── MATERIAL

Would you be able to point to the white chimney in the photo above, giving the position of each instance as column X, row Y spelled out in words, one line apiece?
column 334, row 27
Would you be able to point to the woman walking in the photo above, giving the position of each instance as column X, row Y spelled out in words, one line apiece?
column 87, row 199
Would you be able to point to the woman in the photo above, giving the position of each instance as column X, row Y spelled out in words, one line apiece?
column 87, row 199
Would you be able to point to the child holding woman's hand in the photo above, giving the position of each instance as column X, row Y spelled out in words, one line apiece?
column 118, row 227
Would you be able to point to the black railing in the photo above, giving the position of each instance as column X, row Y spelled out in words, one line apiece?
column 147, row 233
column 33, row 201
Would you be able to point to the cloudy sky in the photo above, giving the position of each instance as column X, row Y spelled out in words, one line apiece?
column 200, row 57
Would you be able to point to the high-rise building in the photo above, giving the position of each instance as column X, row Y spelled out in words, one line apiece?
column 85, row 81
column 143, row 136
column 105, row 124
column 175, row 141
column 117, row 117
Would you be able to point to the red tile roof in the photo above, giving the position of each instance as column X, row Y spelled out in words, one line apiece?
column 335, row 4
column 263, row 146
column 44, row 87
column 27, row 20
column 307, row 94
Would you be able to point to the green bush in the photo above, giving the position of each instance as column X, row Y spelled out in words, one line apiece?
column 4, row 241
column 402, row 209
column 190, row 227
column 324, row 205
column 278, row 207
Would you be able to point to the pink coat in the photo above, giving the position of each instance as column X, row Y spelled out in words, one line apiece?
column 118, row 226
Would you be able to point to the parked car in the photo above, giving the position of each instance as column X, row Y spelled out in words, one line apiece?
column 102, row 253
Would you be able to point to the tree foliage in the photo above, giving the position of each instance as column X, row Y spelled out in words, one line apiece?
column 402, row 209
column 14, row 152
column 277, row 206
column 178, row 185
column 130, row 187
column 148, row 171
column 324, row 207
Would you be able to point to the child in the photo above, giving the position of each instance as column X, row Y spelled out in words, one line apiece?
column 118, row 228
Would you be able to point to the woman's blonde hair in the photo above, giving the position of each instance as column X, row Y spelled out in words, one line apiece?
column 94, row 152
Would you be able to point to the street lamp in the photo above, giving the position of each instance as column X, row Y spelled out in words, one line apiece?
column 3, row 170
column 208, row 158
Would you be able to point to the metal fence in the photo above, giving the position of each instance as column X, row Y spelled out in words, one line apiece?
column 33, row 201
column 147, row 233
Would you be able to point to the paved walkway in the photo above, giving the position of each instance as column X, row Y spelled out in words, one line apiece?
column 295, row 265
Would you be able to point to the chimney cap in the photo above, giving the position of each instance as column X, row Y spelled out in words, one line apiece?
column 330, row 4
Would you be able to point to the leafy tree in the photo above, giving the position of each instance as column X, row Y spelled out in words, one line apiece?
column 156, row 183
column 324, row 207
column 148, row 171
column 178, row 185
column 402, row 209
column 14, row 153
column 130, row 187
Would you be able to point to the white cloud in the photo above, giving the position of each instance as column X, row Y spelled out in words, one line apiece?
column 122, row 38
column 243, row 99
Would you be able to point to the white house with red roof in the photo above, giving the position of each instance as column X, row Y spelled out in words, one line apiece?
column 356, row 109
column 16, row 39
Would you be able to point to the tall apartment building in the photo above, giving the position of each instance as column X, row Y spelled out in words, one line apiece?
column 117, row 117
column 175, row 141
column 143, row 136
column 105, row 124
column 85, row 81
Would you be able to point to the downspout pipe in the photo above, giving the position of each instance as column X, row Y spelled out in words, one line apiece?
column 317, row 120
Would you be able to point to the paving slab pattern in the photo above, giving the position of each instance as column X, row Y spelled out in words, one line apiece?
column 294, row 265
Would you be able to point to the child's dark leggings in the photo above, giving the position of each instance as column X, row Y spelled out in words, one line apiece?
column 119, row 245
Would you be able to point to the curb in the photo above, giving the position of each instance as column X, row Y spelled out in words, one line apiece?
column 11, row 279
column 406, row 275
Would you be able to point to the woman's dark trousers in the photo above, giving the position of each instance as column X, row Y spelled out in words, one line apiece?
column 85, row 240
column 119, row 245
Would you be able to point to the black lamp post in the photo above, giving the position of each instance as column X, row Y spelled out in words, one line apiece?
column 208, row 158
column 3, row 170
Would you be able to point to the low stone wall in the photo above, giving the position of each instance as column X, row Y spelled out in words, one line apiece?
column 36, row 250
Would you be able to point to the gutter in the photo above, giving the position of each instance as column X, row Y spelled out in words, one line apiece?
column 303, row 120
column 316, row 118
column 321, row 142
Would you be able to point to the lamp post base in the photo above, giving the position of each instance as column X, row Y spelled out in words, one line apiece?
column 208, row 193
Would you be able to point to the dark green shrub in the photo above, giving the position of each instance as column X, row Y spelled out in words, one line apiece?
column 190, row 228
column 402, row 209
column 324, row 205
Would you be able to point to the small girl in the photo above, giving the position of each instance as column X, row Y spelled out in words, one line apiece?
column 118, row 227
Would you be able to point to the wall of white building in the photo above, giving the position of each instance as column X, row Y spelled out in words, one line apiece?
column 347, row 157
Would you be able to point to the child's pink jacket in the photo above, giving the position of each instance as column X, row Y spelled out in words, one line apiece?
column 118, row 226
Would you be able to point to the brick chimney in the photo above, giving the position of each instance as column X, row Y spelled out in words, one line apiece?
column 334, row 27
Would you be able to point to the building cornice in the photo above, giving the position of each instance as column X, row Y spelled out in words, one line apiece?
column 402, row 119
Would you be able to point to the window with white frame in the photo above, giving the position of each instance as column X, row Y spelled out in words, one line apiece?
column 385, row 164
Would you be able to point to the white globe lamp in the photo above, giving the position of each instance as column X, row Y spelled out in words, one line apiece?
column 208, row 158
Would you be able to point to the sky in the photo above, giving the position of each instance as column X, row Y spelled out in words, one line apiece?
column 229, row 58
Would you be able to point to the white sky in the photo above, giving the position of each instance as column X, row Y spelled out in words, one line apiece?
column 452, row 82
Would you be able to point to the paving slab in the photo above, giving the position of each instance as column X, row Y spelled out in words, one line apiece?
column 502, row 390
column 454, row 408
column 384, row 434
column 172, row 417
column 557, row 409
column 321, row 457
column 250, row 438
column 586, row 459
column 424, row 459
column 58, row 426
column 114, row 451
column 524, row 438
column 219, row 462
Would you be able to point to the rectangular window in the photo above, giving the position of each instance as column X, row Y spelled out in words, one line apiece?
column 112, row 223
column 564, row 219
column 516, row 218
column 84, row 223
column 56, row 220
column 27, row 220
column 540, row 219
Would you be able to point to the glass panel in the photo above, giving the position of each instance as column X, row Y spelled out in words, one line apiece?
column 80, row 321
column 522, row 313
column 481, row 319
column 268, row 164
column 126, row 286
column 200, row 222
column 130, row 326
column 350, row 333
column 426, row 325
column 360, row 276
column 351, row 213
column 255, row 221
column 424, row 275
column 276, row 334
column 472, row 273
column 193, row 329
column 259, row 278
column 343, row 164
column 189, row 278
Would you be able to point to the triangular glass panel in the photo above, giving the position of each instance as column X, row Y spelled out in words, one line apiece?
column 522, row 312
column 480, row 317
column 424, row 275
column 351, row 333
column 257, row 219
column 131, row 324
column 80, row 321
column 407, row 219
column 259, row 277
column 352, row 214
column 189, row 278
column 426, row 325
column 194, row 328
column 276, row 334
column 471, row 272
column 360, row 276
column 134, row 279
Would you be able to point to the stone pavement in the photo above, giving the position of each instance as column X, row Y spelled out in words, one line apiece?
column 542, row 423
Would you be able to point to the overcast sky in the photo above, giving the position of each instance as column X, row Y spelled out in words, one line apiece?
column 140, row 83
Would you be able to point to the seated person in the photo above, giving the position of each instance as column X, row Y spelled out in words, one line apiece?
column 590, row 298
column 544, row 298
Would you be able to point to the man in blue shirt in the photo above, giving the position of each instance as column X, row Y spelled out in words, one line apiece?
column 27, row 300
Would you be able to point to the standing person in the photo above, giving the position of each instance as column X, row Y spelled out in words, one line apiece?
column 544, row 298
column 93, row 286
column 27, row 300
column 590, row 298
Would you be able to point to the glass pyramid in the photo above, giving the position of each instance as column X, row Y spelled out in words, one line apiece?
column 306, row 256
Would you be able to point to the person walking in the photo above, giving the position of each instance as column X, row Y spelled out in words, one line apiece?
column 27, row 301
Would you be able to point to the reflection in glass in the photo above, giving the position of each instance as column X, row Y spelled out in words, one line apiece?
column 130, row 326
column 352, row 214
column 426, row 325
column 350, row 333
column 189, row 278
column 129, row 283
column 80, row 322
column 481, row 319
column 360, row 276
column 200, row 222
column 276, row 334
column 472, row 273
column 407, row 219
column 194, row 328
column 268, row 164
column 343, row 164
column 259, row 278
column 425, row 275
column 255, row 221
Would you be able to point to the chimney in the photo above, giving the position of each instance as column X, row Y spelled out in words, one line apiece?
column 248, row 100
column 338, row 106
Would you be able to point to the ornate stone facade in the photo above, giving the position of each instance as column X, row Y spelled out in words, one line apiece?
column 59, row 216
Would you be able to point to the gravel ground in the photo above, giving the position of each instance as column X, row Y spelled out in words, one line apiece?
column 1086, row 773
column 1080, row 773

────

- GIVEN INSTRUCTION
Starting at the line that contains "Would you be able to point to the glass pyramid", quote each remaining line of the entries above, unchanged.

- COMPLETE ANSWER
Would you be able to point to the glass pyramid in the photo above, giving the position of each instance as column X, row Y spelled out in words, one line apiece?
column 306, row 256
Would you be able to point to the person walking in the photo above, giving the position of each instance as column X, row Y spelled out in words, one line apiece?
column 27, row 301
Would you be able to point to the reflection in glass in the photo above, giving the position of each instance as column X, row Y spelled out in words, one line apiece?
column 130, row 326
column 352, row 214
column 426, row 325
column 350, row 333
column 189, row 278
column 129, row 283
column 80, row 322
column 481, row 319
column 360, row 276
column 200, row 222
column 276, row 334
column 472, row 273
column 407, row 219
column 194, row 328
column 268, row 164
column 343, row 164
column 259, row 278
column 425, row 275
column 255, row 221
Would you be able to point to the chimney in the photo above, giving the position of each instance as column X, row Y spelled out in words, one line apiece?
column 248, row 100
column 338, row 106
Would you be able to point to the ornate stone facade in the photo above, giving the position of each instance as column X, row Y spelled out in words, one line apiece?
column 59, row 216
Would you be able to point to the gravel ground in the photo above, giving the position of each instance as column X, row Y spelled out in words, one line apiece?
column 1086, row 773
column 1080, row 773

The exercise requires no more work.